### EXERCISE AIM
Could you reproduce the lines below word for word, leaving out the pictures?

** begin **

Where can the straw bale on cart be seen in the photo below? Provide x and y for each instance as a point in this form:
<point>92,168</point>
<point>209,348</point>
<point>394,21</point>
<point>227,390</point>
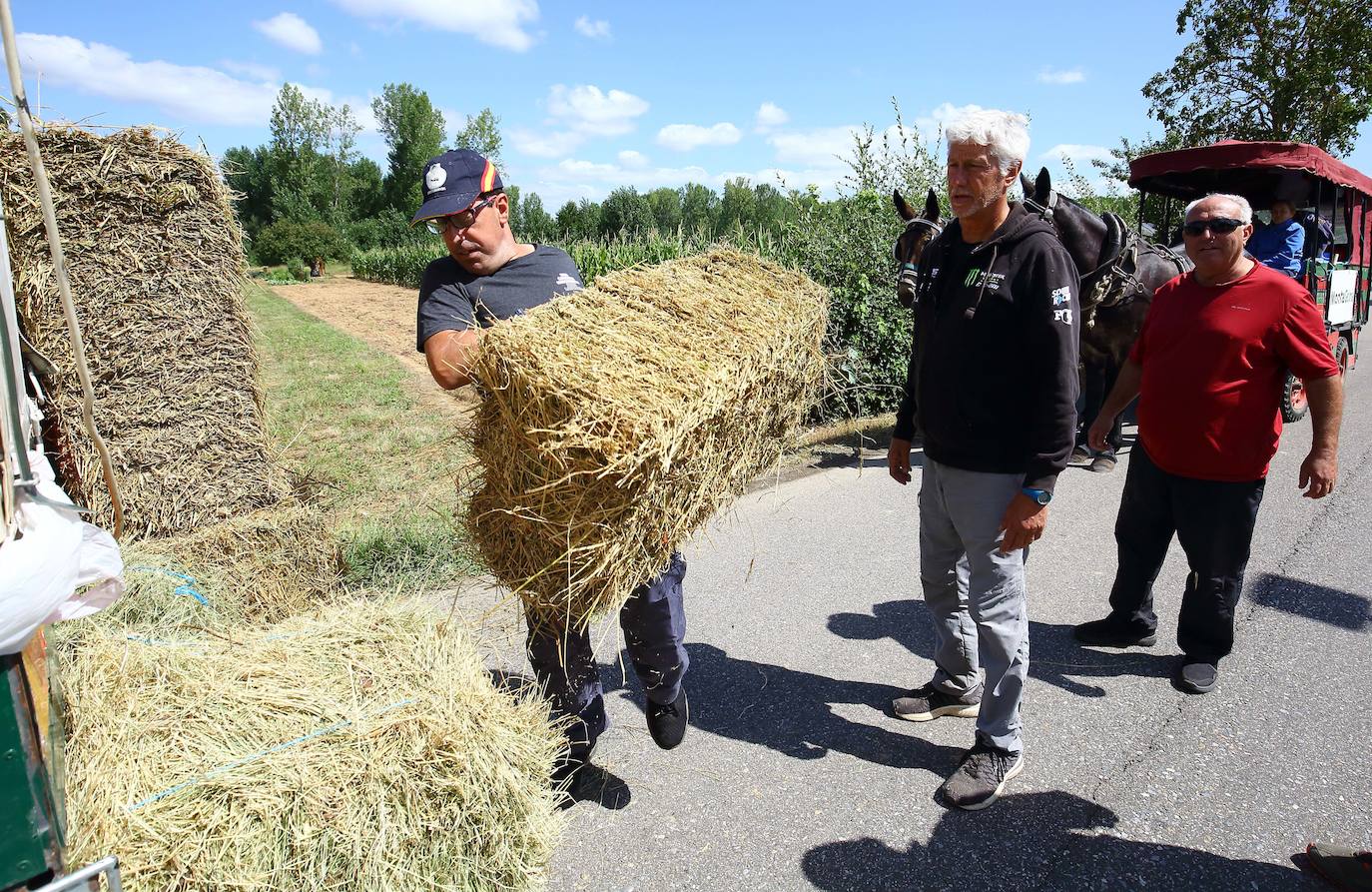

** end **

### RESPONSE
Where can the straw bale on cart be seen in the photo below? Provide x and y for each instance as a point in this form:
<point>92,168</point>
<point>209,348</point>
<point>394,21</point>
<point>227,390</point>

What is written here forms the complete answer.